What you will do: Copy each line of the material beneath that holds the word "shown".

◆ ◆ ◆ ◆ ◆ ◆ ◆

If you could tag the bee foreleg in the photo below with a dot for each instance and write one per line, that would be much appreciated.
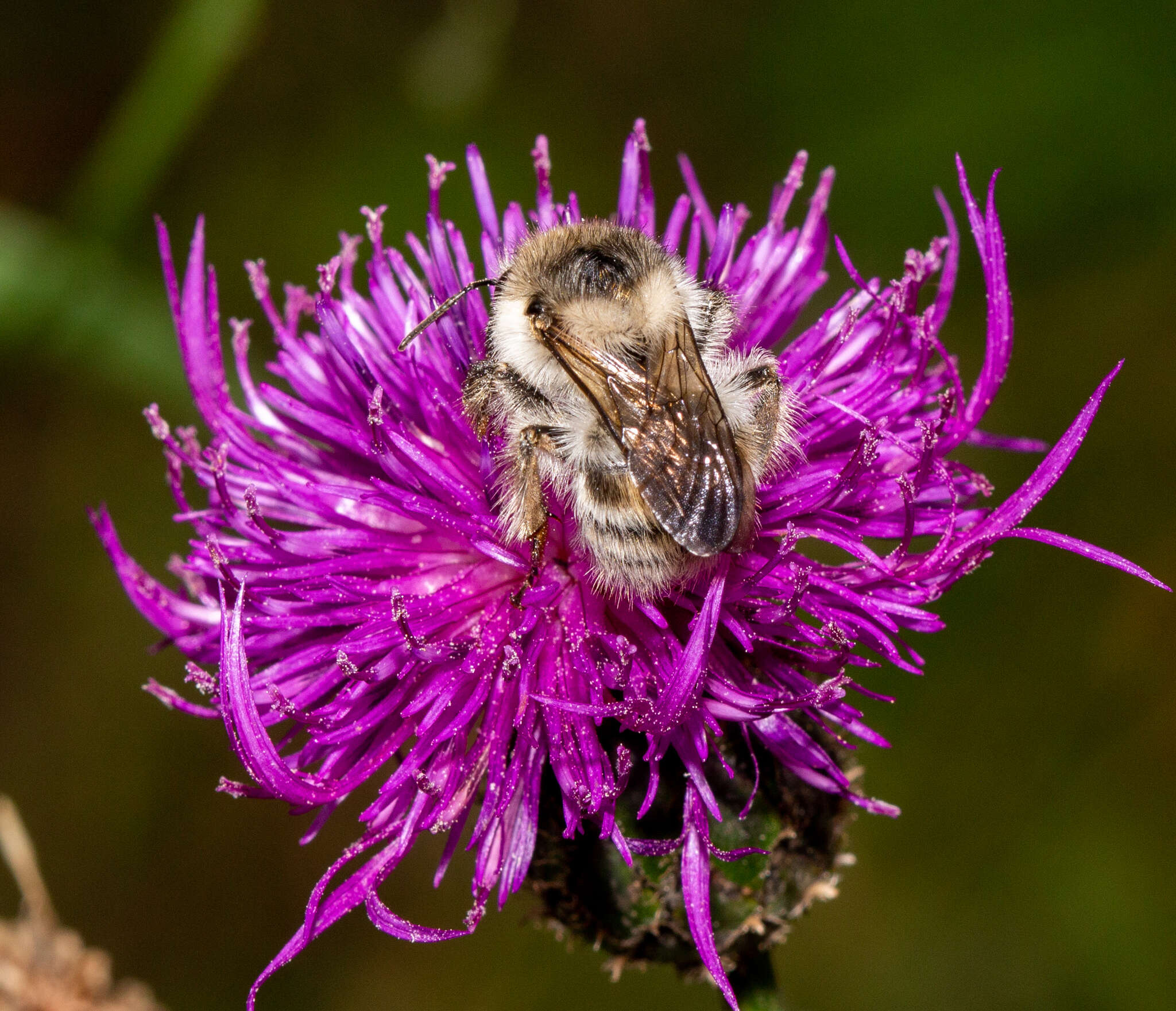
(527, 509)
(761, 439)
(478, 393)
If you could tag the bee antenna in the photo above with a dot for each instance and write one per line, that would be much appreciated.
(445, 307)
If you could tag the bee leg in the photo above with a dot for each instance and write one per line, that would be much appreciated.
(528, 509)
(478, 394)
(761, 435)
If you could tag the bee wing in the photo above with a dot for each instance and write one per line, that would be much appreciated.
(680, 448)
(678, 442)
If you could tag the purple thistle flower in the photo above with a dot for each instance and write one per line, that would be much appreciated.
(351, 583)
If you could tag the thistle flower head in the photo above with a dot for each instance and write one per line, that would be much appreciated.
(346, 606)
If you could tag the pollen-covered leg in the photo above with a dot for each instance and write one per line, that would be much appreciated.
(527, 505)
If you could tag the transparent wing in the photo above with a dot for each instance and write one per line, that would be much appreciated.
(678, 441)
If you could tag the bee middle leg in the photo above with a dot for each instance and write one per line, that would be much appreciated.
(771, 423)
(528, 503)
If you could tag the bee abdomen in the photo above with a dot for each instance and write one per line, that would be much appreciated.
(630, 551)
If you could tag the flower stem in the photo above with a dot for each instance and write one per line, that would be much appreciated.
(755, 984)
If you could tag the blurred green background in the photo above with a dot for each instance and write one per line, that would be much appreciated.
(1033, 866)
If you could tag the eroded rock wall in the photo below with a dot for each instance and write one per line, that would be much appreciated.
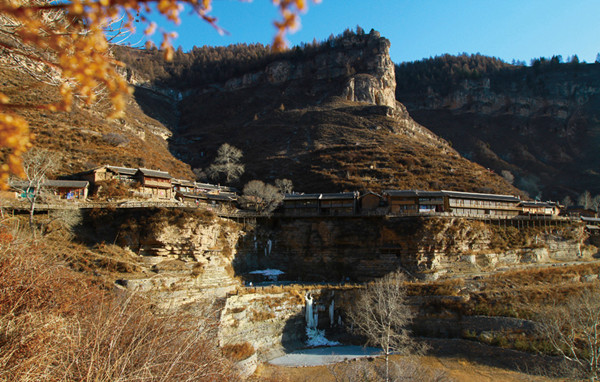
(360, 249)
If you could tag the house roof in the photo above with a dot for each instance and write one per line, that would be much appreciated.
(122, 170)
(591, 220)
(339, 195)
(183, 182)
(223, 196)
(478, 196)
(370, 193)
(537, 204)
(414, 193)
(53, 183)
(301, 197)
(155, 173)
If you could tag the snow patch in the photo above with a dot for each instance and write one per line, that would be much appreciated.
(317, 338)
(271, 274)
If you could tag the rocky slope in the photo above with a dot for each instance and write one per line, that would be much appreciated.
(540, 123)
(360, 249)
(84, 137)
(326, 118)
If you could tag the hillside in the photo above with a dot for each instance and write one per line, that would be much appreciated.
(85, 138)
(540, 123)
(324, 116)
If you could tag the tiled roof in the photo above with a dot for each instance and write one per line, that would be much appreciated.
(54, 183)
(155, 173)
(478, 196)
(414, 193)
(122, 170)
(301, 197)
(340, 195)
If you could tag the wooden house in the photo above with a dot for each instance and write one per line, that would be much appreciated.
(62, 189)
(184, 185)
(103, 173)
(301, 204)
(343, 203)
(536, 208)
(575, 211)
(409, 202)
(370, 202)
(476, 204)
(154, 184)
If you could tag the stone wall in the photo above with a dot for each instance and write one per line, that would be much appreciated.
(339, 249)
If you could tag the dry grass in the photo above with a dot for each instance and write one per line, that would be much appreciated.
(238, 352)
(56, 324)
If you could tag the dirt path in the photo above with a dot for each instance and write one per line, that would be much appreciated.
(458, 360)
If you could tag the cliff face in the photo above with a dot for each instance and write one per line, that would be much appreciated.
(326, 118)
(362, 249)
(186, 256)
(541, 124)
(360, 66)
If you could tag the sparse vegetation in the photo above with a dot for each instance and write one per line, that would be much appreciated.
(60, 325)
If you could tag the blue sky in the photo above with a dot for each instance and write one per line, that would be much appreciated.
(417, 29)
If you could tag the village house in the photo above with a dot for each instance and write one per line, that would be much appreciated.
(409, 202)
(575, 211)
(184, 186)
(536, 208)
(343, 203)
(476, 204)
(154, 184)
(103, 173)
(61, 189)
(301, 204)
(370, 202)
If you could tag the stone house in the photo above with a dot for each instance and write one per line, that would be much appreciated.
(154, 184)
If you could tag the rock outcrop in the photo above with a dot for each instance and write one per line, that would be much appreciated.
(360, 249)
(188, 257)
(539, 123)
(361, 63)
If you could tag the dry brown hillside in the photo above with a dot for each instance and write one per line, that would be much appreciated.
(85, 138)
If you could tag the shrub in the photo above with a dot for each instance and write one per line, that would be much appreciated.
(238, 352)
(56, 324)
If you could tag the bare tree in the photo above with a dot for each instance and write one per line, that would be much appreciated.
(573, 330)
(596, 203)
(200, 174)
(264, 197)
(567, 201)
(381, 315)
(585, 199)
(285, 186)
(37, 164)
(227, 163)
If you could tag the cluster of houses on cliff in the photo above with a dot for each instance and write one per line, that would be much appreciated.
(417, 202)
(145, 183)
(160, 185)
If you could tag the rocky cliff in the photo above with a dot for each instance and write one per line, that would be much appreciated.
(539, 123)
(185, 255)
(360, 249)
(324, 116)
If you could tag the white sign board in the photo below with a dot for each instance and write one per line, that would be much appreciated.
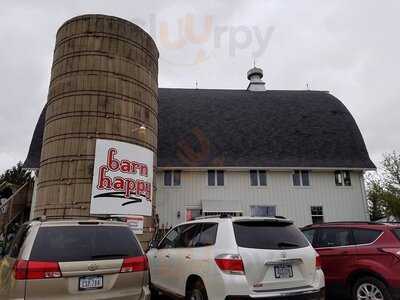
(135, 223)
(122, 179)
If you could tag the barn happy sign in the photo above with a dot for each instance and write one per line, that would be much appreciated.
(122, 179)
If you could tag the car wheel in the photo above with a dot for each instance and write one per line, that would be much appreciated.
(197, 291)
(370, 288)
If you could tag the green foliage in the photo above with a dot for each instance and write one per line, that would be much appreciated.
(384, 189)
(15, 176)
(375, 201)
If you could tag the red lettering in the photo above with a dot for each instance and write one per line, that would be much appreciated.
(129, 187)
(119, 183)
(112, 162)
(104, 181)
(140, 188)
(148, 191)
(143, 170)
(125, 166)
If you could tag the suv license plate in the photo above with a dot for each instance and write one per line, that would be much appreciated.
(283, 271)
(90, 283)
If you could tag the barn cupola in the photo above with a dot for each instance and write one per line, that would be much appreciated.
(256, 84)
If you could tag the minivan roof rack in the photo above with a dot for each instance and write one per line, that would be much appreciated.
(220, 216)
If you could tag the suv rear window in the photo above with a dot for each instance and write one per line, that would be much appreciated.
(396, 232)
(82, 243)
(268, 235)
(365, 236)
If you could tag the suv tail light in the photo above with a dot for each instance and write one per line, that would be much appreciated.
(230, 263)
(26, 269)
(392, 251)
(318, 262)
(134, 264)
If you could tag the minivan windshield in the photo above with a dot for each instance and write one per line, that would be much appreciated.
(84, 243)
(268, 235)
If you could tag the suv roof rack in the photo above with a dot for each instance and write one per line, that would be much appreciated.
(220, 216)
(45, 218)
(346, 222)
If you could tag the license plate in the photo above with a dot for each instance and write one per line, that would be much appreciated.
(283, 271)
(90, 283)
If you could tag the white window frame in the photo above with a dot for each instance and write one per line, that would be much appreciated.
(216, 178)
(342, 183)
(301, 179)
(172, 178)
(258, 178)
(315, 215)
(260, 205)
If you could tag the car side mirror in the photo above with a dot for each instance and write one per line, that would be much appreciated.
(153, 245)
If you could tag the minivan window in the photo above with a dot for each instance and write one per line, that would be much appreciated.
(170, 239)
(190, 235)
(268, 235)
(82, 243)
(208, 235)
(309, 234)
(365, 236)
(16, 244)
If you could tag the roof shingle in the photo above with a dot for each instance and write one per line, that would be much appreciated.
(240, 128)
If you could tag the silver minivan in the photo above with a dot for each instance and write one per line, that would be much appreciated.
(74, 259)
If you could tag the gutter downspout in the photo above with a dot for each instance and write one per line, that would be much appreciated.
(364, 196)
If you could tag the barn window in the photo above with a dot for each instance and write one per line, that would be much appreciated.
(215, 178)
(301, 178)
(317, 214)
(342, 178)
(263, 211)
(172, 178)
(258, 178)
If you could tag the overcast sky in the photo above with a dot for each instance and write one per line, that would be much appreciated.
(350, 48)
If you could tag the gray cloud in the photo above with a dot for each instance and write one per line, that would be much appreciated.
(347, 47)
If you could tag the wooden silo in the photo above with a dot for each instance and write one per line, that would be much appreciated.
(103, 85)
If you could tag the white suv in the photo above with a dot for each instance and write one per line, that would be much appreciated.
(225, 258)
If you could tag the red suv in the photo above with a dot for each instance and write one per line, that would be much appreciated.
(359, 258)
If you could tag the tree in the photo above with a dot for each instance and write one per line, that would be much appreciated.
(375, 200)
(391, 186)
(16, 175)
(384, 189)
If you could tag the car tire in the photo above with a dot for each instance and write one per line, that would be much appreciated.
(376, 289)
(197, 291)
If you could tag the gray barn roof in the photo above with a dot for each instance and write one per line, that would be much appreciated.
(240, 128)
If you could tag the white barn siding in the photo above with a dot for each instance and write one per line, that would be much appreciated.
(339, 203)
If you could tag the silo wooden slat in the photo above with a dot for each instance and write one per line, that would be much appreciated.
(103, 85)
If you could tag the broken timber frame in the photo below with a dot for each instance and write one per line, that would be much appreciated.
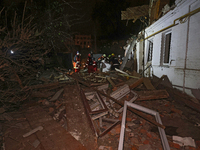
(103, 105)
(120, 103)
(146, 110)
(132, 110)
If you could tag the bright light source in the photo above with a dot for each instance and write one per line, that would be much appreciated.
(11, 51)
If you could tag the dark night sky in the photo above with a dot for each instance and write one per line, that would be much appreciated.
(87, 25)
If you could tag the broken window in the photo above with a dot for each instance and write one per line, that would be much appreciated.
(150, 50)
(166, 47)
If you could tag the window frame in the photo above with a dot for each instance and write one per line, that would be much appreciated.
(169, 48)
(150, 43)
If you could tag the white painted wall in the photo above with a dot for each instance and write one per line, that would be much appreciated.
(139, 55)
(184, 69)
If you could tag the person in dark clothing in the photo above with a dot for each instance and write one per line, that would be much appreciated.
(114, 62)
(89, 64)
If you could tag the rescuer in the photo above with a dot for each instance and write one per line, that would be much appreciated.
(89, 64)
(77, 60)
(94, 64)
(114, 62)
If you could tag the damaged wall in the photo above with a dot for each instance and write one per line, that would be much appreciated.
(181, 64)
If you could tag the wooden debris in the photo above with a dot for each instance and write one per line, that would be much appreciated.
(56, 96)
(41, 86)
(36, 143)
(113, 123)
(137, 83)
(141, 114)
(148, 84)
(2, 110)
(110, 81)
(42, 94)
(150, 95)
(120, 92)
(39, 128)
(7, 117)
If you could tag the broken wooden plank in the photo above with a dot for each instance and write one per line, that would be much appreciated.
(96, 116)
(40, 86)
(148, 84)
(159, 81)
(141, 114)
(110, 81)
(87, 113)
(120, 92)
(39, 128)
(150, 95)
(137, 83)
(114, 123)
(56, 96)
(39, 94)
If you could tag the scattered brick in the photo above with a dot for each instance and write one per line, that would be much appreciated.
(176, 111)
(149, 135)
(134, 140)
(143, 131)
(105, 147)
(51, 110)
(128, 119)
(146, 142)
(118, 129)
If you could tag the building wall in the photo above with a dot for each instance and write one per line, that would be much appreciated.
(84, 41)
(183, 68)
(139, 55)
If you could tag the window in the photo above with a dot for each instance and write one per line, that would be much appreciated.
(166, 47)
(150, 50)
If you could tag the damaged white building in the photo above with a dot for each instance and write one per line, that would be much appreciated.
(172, 46)
(172, 43)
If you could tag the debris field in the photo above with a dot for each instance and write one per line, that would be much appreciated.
(101, 111)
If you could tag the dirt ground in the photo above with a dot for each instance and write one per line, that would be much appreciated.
(178, 119)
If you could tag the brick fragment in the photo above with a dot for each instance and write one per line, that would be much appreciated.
(149, 135)
(146, 142)
(143, 131)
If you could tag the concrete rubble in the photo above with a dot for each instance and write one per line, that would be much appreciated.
(89, 107)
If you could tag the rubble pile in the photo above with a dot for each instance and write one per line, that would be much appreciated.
(101, 99)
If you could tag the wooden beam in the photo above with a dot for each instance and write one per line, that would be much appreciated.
(137, 83)
(148, 84)
(141, 114)
(150, 95)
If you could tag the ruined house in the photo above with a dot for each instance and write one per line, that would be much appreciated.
(172, 44)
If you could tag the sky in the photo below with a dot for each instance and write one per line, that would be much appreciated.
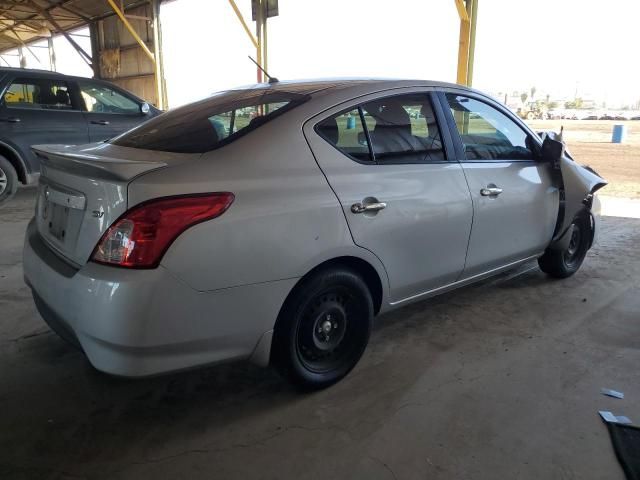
(558, 46)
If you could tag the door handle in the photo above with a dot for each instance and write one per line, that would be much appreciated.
(367, 207)
(490, 191)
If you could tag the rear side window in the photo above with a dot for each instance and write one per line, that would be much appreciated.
(403, 129)
(211, 123)
(346, 133)
(487, 133)
(38, 93)
(392, 130)
(102, 99)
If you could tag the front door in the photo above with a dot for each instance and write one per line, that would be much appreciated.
(109, 112)
(515, 202)
(403, 198)
(41, 110)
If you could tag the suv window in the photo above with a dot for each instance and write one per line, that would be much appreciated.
(38, 93)
(345, 132)
(211, 123)
(102, 99)
(487, 133)
(403, 129)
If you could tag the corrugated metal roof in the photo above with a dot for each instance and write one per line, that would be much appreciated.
(25, 21)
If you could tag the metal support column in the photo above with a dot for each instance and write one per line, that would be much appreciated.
(467, 11)
(157, 50)
(23, 59)
(94, 34)
(259, 25)
(52, 54)
(472, 10)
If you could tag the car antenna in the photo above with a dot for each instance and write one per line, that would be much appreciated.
(271, 79)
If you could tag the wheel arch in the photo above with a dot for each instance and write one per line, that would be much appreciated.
(14, 159)
(362, 267)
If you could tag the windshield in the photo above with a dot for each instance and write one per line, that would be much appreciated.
(211, 123)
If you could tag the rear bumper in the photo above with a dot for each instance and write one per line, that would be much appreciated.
(144, 322)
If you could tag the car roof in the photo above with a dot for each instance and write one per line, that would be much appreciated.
(345, 88)
(314, 85)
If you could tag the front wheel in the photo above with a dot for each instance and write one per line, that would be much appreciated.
(564, 263)
(323, 328)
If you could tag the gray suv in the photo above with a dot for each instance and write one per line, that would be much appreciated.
(39, 106)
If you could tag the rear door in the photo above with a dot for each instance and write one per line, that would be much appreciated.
(109, 111)
(404, 200)
(515, 201)
(41, 110)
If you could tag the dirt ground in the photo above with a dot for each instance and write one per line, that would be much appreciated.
(589, 141)
(500, 380)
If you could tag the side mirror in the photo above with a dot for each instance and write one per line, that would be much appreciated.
(552, 150)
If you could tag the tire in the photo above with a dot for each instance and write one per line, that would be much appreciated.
(564, 263)
(323, 328)
(8, 180)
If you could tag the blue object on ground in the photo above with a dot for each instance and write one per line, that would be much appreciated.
(619, 133)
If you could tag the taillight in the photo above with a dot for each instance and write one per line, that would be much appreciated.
(143, 234)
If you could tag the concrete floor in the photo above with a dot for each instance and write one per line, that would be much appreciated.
(498, 380)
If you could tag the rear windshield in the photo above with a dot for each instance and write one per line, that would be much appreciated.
(211, 123)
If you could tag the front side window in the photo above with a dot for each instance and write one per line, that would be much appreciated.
(102, 99)
(39, 94)
(487, 133)
(211, 123)
(400, 129)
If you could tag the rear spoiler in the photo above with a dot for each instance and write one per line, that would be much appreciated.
(61, 157)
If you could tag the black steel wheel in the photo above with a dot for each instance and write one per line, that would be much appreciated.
(8, 180)
(323, 328)
(564, 263)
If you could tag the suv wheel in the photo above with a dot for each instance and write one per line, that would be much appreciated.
(8, 180)
(323, 328)
(564, 263)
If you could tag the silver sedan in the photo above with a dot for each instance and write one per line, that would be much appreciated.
(275, 222)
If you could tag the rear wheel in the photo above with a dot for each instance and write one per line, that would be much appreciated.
(323, 328)
(564, 263)
(8, 180)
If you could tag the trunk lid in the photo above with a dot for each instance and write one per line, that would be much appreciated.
(83, 190)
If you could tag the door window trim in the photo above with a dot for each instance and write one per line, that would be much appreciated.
(457, 140)
(430, 95)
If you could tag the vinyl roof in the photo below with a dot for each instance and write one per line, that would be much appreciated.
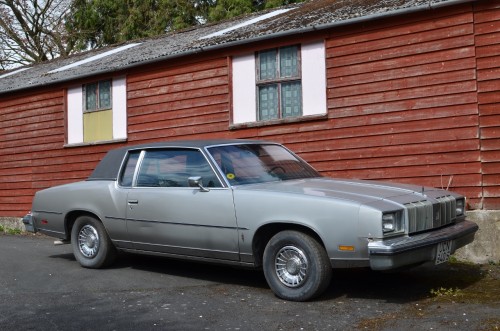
(294, 19)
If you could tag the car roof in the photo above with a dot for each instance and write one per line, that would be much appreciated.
(110, 165)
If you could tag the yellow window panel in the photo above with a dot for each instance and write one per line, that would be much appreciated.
(98, 126)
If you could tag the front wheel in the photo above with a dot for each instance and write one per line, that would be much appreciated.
(296, 266)
(91, 244)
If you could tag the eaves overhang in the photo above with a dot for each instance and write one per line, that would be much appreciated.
(430, 5)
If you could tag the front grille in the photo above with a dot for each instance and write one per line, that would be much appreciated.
(445, 211)
(419, 216)
(423, 215)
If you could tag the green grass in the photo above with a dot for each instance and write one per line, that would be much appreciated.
(11, 231)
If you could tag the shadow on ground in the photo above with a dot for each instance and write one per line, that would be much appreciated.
(398, 287)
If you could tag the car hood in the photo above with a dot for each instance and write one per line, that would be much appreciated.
(361, 191)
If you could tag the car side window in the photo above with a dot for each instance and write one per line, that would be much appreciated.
(173, 167)
(127, 176)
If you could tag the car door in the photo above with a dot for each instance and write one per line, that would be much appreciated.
(165, 214)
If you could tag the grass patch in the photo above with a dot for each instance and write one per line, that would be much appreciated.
(447, 292)
(14, 231)
(11, 231)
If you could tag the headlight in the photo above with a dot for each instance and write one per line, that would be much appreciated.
(460, 207)
(392, 222)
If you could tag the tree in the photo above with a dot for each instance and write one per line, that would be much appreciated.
(96, 23)
(32, 31)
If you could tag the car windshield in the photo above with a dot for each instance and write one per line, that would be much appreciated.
(259, 163)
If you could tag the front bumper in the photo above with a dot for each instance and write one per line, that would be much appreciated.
(406, 251)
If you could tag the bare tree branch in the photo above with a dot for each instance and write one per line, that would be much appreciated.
(32, 31)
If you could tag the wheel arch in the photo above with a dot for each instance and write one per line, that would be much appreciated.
(71, 217)
(267, 231)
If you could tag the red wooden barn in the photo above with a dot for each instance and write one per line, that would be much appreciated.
(398, 90)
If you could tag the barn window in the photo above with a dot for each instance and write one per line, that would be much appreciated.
(280, 84)
(97, 112)
(97, 95)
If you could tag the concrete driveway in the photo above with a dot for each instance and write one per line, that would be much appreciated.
(42, 287)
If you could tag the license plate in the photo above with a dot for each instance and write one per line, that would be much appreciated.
(443, 252)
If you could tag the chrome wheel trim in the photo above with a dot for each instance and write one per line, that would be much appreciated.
(88, 241)
(291, 266)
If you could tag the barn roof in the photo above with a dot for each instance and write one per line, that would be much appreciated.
(290, 20)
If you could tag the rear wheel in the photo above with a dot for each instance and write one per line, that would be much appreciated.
(296, 266)
(91, 244)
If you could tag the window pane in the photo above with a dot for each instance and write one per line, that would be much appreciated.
(105, 94)
(91, 96)
(289, 62)
(291, 99)
(268, 102)
(267, 64)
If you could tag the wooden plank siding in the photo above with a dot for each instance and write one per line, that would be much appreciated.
(403, 104)
(32, 156)
(487, 40)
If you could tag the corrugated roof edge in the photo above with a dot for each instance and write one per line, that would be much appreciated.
(397, 12)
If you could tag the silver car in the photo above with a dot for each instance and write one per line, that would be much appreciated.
(252, 204)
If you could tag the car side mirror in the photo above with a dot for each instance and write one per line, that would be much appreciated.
(197, 181)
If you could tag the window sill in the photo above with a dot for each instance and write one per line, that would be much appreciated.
(278, 121)
(102, 142)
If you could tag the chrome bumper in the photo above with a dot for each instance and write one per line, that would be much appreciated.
(406, 251)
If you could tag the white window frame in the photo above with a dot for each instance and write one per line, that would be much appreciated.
(313, 79)
(76, 109)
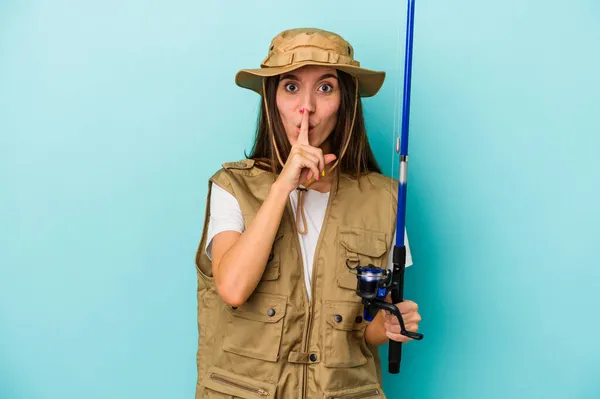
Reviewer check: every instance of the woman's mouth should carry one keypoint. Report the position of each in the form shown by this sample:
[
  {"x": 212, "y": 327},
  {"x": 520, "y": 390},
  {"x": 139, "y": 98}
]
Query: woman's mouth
[{"x": 311, "y": 129}]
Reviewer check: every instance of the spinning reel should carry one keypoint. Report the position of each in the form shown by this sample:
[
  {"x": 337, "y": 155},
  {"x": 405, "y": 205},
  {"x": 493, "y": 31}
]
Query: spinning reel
[{"x": 373, "y": 285}]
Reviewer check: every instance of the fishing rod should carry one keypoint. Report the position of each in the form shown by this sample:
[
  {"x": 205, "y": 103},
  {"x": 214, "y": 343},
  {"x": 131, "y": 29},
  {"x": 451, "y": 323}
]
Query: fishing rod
[{"x": 374, "y": 283}]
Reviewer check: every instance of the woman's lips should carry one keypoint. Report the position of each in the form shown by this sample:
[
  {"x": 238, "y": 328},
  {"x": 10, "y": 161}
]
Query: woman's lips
[{"x": 310, "y": 130}]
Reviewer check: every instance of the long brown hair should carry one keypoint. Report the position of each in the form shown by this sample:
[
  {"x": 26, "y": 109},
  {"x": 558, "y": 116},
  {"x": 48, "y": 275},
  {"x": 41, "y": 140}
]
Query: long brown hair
[{"x": 358, "y": 158}]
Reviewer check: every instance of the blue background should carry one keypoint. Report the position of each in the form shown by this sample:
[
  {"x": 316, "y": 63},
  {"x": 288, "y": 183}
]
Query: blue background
[{"x": 114, "y": 114}]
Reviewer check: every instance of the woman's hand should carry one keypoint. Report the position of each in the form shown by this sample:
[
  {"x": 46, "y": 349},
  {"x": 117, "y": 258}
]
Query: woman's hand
[
  {"x": 305, "y": 161},
  {"x": 410, "y": 315}
]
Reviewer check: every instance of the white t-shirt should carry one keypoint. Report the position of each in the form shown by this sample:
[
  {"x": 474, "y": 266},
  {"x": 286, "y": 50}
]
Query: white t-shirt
[{"x": 225, "y": 214}]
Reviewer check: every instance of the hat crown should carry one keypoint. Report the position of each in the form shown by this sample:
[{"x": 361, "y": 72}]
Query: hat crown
[{"x": 309, "y": 44}]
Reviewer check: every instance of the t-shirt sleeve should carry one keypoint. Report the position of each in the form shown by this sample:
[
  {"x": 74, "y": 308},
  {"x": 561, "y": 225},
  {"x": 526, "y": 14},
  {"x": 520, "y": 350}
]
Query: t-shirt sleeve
[
  {"x": 225, "y": 215},
  {"x": 391, "y": 253}
]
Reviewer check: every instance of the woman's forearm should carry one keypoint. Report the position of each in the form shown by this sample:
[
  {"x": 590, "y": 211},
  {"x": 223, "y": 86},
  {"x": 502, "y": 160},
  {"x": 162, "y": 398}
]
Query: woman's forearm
[{"x": 241, "y": 267}]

◆ ◆ ◆ ◆ ◆ ◆ ◆

Response to this task:
Reviewer check: every instance of the woman's mouth should carry one keypoint. Report the position of each in the form shown by this sample:
Reviewer check: every instance of the spinning reel should carry one keypoint. Report the position of each in the form shown by this sample:
Reviewer check: every instance of the fishing rod should carry one keypoint. Report the position of each in the form shown by this sample:
Reviewer check: every instance of the woman's lips should carry one keypoint. Report the position of each in the form shown by this sample:
Reviewer check: every instance of the long brown hair should carry one keypoint. Report the position of each in the form shown by this sample:
Reviewer check: every instance of the blue background should carry one keypoint. Report the position of each in the form shown by this sample:
Reviewer check: every instance of the woman's hand should carry one keypoint. Report the position of each in the form shown by this sample:
Reviewer check: every instance of the white t-shirt should carry one keypoint. Report the position of each in the form shown by this sample:
Reviewer check: every instance of the hat crown should carry one keypoint. Report the position of each in the form shown by this sample:
Reviewer check: every instance of the t-shirt sleeve should carry one keypoint. Report the position of each in the form shown by this sample:
Reviewer check: every instance of the woman's forearm should carry one keypoint. Report the position of each in the form shown by this sample:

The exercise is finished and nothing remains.